(Extracted records)
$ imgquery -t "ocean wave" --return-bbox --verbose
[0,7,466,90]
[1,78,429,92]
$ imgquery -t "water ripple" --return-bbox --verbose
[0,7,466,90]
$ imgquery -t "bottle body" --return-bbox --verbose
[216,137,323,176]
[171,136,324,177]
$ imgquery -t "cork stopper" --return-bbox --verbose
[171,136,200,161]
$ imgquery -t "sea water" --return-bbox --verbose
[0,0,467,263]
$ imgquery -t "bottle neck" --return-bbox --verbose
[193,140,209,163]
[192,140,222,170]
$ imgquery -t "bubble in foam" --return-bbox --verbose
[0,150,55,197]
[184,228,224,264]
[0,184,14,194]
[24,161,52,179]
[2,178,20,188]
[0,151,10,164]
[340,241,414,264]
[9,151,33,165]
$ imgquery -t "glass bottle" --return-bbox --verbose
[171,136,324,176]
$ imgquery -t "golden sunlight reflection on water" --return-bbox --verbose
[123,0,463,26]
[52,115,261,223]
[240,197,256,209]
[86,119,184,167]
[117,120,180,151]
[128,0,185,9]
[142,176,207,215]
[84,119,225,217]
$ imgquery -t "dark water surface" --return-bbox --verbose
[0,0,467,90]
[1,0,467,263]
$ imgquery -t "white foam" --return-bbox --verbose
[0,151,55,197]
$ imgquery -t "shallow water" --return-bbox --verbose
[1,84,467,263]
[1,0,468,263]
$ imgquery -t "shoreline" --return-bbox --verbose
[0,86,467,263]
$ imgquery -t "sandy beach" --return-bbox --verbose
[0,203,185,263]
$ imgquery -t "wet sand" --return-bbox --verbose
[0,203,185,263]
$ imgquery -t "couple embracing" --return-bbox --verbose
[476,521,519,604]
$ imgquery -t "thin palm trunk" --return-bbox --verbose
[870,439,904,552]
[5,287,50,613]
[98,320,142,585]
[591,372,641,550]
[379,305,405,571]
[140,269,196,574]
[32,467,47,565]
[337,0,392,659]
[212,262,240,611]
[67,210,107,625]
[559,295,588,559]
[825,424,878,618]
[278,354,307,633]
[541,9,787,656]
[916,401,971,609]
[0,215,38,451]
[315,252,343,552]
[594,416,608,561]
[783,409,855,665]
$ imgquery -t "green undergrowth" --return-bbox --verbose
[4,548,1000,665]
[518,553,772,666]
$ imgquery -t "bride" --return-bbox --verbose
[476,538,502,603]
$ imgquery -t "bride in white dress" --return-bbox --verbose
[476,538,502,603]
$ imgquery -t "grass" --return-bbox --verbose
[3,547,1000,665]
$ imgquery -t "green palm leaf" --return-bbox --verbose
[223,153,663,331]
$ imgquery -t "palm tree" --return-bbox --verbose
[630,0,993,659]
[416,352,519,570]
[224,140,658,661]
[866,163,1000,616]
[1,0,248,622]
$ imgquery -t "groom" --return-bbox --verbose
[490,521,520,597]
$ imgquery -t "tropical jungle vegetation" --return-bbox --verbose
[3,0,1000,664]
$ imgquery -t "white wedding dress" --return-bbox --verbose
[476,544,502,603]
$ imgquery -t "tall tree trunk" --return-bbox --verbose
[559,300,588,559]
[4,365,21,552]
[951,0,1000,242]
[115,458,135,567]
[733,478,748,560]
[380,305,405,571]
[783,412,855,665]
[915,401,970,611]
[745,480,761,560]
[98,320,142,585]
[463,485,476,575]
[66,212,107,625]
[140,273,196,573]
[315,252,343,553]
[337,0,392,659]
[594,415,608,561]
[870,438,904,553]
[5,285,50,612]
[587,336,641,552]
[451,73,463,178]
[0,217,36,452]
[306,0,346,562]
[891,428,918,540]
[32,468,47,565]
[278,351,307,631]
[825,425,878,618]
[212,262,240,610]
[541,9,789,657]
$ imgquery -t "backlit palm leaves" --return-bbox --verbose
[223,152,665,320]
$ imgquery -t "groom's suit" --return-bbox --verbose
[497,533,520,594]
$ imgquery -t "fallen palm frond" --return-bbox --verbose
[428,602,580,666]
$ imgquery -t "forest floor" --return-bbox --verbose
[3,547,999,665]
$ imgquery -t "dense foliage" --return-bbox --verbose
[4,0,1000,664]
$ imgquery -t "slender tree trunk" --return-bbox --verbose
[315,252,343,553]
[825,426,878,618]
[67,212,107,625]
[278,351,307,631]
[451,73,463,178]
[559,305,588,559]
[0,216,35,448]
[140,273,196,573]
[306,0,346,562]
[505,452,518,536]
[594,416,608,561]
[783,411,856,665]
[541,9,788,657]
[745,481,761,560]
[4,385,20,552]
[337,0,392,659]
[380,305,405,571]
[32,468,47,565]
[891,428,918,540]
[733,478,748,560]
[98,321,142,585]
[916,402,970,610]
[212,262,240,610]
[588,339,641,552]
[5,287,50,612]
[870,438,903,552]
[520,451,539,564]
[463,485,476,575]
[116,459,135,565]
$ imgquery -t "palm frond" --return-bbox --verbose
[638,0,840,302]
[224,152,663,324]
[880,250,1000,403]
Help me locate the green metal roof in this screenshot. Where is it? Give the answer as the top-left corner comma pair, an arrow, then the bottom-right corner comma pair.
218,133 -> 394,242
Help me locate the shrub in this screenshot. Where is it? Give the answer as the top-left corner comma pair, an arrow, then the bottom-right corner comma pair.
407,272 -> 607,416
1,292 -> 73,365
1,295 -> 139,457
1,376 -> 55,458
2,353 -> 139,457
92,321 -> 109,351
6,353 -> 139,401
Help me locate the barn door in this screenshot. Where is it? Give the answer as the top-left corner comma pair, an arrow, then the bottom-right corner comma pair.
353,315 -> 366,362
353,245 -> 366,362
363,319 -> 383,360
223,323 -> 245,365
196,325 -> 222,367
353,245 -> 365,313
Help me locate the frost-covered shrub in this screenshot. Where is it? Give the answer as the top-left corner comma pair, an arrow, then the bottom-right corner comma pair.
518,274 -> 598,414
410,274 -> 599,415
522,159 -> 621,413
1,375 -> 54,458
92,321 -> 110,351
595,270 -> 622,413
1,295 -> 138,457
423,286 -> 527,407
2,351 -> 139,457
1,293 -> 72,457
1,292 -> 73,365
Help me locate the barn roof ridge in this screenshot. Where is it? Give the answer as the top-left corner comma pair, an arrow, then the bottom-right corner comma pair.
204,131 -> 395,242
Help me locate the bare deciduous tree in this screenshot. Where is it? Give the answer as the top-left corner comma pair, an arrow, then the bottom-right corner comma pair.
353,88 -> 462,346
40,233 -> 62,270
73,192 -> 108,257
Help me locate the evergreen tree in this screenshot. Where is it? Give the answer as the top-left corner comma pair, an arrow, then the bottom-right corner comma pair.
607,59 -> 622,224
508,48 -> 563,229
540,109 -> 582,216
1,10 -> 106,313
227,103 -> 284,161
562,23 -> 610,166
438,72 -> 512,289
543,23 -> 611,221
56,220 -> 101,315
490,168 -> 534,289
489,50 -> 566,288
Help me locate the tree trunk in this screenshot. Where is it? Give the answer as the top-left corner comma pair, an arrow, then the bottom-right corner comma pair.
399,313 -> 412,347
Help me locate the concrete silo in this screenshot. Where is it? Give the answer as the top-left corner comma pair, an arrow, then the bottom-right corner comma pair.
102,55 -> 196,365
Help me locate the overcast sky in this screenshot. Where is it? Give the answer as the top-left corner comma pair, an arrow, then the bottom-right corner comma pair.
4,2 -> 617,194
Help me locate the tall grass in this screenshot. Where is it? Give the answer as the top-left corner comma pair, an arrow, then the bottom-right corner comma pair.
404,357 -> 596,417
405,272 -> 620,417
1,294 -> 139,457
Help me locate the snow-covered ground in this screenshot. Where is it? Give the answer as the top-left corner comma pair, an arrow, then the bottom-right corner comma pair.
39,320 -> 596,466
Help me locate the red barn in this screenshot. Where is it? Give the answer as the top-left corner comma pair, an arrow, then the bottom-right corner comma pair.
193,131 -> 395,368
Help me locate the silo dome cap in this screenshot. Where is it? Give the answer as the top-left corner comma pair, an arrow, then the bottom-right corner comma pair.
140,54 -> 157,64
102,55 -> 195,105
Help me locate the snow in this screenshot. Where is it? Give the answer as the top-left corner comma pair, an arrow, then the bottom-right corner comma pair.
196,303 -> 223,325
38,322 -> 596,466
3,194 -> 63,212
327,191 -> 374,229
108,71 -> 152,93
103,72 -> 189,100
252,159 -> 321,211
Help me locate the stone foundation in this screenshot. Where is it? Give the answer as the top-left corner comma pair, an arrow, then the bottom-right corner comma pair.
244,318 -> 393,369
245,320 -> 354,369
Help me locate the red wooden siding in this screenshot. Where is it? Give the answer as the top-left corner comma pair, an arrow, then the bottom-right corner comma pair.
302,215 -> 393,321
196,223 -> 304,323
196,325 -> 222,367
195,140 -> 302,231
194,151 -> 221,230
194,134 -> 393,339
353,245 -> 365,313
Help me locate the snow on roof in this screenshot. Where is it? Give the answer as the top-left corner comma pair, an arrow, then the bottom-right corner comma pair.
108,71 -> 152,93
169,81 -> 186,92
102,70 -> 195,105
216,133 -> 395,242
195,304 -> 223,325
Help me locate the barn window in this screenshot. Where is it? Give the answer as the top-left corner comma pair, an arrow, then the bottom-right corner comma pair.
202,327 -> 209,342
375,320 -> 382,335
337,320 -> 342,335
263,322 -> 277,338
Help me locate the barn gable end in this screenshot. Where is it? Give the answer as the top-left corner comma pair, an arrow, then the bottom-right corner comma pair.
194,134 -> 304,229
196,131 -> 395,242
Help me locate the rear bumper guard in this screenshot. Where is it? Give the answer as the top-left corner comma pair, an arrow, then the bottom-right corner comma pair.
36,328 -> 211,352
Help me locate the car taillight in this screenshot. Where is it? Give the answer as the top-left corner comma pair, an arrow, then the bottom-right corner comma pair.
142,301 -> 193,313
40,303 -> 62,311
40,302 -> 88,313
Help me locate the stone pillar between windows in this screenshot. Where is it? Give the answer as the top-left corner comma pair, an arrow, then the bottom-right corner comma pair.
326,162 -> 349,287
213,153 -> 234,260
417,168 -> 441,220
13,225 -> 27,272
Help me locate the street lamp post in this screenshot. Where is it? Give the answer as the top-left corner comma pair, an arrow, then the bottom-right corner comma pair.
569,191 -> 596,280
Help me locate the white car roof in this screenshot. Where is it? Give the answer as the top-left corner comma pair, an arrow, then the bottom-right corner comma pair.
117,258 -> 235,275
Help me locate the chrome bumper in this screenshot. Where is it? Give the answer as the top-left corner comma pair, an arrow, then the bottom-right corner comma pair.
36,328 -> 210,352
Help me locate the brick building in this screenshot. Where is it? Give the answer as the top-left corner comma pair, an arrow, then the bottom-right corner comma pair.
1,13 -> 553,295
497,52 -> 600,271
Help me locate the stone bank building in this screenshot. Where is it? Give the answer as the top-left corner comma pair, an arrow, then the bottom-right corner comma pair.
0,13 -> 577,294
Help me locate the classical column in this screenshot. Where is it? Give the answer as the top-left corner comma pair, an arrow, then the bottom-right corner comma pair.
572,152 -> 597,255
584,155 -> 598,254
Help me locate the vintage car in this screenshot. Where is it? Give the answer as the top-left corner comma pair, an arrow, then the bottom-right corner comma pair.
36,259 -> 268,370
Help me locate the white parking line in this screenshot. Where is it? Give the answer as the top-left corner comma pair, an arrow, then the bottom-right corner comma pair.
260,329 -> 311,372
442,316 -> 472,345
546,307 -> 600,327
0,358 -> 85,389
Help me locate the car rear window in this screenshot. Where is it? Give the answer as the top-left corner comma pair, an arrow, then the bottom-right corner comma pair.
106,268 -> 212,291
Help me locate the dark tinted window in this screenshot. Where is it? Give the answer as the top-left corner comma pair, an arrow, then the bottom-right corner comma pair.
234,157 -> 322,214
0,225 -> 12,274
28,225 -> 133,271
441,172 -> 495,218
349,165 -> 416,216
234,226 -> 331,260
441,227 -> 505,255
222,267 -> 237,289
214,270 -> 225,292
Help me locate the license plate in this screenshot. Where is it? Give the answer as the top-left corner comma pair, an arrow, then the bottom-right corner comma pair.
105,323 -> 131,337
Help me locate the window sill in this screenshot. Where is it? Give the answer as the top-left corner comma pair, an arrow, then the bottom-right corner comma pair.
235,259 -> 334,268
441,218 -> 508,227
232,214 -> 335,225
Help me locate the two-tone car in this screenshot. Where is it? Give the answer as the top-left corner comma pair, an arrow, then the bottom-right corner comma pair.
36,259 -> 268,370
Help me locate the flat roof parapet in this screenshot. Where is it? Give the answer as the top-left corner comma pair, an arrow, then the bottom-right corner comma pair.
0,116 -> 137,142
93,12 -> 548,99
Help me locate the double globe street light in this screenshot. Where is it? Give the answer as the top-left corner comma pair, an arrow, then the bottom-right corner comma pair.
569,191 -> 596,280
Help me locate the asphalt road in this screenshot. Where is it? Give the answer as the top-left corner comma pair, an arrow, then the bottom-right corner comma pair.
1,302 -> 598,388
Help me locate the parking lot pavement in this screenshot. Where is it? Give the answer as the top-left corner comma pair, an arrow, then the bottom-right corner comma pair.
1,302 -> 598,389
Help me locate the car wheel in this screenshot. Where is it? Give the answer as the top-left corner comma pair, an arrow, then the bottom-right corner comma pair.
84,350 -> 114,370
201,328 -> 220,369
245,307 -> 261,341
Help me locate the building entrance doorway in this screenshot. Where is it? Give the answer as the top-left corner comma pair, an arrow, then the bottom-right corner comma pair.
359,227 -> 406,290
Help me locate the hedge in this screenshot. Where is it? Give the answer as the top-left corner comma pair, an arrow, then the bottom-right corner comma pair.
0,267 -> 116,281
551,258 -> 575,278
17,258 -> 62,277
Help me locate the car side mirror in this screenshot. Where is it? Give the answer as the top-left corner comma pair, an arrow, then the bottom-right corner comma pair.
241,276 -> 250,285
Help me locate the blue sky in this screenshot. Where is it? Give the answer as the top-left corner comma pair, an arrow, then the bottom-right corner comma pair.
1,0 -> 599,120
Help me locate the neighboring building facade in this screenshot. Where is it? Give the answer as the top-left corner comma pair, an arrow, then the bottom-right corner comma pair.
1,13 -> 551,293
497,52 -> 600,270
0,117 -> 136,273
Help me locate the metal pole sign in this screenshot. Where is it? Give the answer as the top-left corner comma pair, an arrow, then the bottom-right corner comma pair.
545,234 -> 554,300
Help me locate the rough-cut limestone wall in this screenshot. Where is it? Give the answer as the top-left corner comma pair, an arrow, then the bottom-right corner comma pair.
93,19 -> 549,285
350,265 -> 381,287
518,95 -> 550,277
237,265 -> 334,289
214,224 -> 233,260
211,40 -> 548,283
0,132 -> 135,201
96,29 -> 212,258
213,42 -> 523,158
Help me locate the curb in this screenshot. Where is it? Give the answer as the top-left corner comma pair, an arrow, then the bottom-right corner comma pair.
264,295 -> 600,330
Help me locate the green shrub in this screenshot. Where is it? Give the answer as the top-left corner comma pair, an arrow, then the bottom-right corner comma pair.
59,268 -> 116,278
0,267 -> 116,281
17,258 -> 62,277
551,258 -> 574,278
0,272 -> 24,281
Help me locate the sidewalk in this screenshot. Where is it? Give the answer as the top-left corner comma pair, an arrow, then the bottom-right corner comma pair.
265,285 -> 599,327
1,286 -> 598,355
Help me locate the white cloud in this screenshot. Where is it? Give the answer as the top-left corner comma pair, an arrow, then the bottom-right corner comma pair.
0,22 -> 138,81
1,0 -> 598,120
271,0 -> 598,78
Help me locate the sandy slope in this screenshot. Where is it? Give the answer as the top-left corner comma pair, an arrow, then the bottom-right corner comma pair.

Work order: Beginning with the line that contains "Help me locate the sidewalk", set down every line through the end of the data without change.

Result below:
Help me locate the sidewalk in this screenshot. Where is it? Give the answer as the top-left corner comma pair, an arrow, then the bottom-right corner comma pair.
265,285 -> 599,327
1,286 -> 598,355
Help me locate the white cloud in this screenshot. Where is it? Give the answer as the top-left corner comma pair, an arrow, then the bottom-right corner comma pair.
0,22 -> 138,81
1,0 -> 598,120
271,0 -> 598,78
Help me locate the sandy slope in this screenshot. Where is it? Give the answer as the top-left corner comma pair, an arrow, then the bottom-right corner comma pair.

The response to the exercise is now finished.